Problema proposto a. Converta em lista numerada as linhas da listagem que vão da linha que contém "of the fallen" até a última linha da listagem, ambas incluídas, omitindo as linhas em branco.

Texto apresentado.
Vladimir Souza Carvalho
Magistrado

Publicado em: 17/04/2021 03:00 Atualizado em: 17/04/2021 06:51

Quando vovô Aristides se mudou, de Macambira para Itabaiana, Conrada já estava agregada à casa de tia Madrinha. As duas seguiram o mesmo passo, ao lado de minha bisavó, Maria Francisco do Espírito Santo, se instalando na Rua das Flores. Com a morte da matriarca, as duas continuaram morando na mesma casa, ambas fazendo renda e fumando cachimbo artesanal, desses vendidos em feira, a parte, que recebe o fumo, de barro, e o cabo de madeira. Faziam renda com o cachimbo de lado. De quando em quando, uma baforada.

De Conrada, sei que é de Macambira, porque ouvi de mamãe, onde tinha família, morando na casa de tia Madrinha desde menina, com ela vindo para Itabaiana. Só. Nem o sobrenome nunca soube. Do que me lembro, de vestidos longos, mangas compridas, azul claro de preferência, e o silêncio que lhe acompanhava. Participava das visitas que tia Madrinha recebia, - eu, mesmo, diversas vezes acompanhava papai em muitas delas, à noite -, sempre calada, sentada, braços estendidos nas pernas, só ouvindo, sem se intrometer em nenhuma conversa.

Entradas de indicação de objetos nomeados
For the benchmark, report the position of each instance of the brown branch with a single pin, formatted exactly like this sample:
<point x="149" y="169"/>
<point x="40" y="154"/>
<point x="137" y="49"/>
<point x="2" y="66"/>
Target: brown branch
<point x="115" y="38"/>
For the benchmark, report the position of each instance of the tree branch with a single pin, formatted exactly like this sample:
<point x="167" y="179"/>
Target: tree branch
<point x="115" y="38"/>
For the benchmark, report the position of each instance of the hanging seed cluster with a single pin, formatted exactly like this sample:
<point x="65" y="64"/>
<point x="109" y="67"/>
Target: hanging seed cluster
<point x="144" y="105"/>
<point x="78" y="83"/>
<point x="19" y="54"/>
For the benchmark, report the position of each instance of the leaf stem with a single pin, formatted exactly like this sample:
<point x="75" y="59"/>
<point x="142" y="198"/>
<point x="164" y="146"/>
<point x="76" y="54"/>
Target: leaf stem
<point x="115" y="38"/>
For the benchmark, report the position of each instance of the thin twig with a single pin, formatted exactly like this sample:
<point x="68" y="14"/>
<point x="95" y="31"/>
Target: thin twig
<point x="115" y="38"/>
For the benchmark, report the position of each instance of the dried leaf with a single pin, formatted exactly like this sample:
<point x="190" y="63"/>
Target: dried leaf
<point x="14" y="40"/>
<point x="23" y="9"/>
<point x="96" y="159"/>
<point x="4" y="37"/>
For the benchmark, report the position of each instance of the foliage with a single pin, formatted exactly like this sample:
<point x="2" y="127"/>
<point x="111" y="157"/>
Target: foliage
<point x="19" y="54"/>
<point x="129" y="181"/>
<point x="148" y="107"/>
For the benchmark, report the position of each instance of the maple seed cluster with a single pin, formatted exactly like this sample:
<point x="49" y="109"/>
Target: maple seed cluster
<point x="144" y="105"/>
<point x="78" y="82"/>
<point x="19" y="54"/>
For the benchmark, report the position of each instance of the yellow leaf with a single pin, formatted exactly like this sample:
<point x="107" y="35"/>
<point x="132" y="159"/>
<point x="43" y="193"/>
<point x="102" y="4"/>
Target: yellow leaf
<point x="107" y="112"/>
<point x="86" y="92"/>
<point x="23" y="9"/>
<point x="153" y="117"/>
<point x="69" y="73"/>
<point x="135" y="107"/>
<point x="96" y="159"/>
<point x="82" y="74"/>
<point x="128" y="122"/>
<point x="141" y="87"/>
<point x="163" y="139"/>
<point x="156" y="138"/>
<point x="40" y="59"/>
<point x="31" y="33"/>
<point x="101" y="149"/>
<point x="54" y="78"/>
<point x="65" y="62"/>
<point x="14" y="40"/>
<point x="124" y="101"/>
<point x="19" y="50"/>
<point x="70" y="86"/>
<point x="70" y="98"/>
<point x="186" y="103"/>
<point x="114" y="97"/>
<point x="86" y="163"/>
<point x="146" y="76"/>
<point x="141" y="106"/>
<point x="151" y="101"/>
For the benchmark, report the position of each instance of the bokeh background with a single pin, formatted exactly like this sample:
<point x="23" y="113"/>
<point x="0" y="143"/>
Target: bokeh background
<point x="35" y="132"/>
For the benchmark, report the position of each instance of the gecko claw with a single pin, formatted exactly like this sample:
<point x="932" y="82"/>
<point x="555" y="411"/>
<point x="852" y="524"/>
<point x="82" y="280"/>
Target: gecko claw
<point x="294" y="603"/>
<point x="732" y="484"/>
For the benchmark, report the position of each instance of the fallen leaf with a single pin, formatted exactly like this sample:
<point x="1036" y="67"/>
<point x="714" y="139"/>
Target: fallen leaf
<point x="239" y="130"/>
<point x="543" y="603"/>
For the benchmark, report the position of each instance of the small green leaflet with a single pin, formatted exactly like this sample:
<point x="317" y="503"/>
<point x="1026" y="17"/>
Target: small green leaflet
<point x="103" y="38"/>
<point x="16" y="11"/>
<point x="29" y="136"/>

Problema proposto b. De acordo com o texto sobre Conrada, por que quem narra sabe que ela é de Macambira?

Resposta correta a.
1. For the benchmark, report the position of each instance of the fallen leaf with a single pin, formatted exactly like this sample:
2. <point x="1036" y="67"/>
3. <point x="714" y="139"/>
4. Target: fallen leaf
5. <point x="239" y="130"/>
6. <point x="543" y="603"/>
7. For the benchmark, report the position of each instance of the small green leaflet with a single pin, formatted exactly like this sample:
8. <point x="317" y="503"/>
9. <point x="1026" y="17"/>
10. Target: small green leaflet
11. <point x="103" y="38"/>
12. <point x="16" y="11"/>
13. <point x="29" y="136"/>

Resposta correta b. Porque ouviu isso da mãe, segundo a qual Conrada tinha família em Macambira.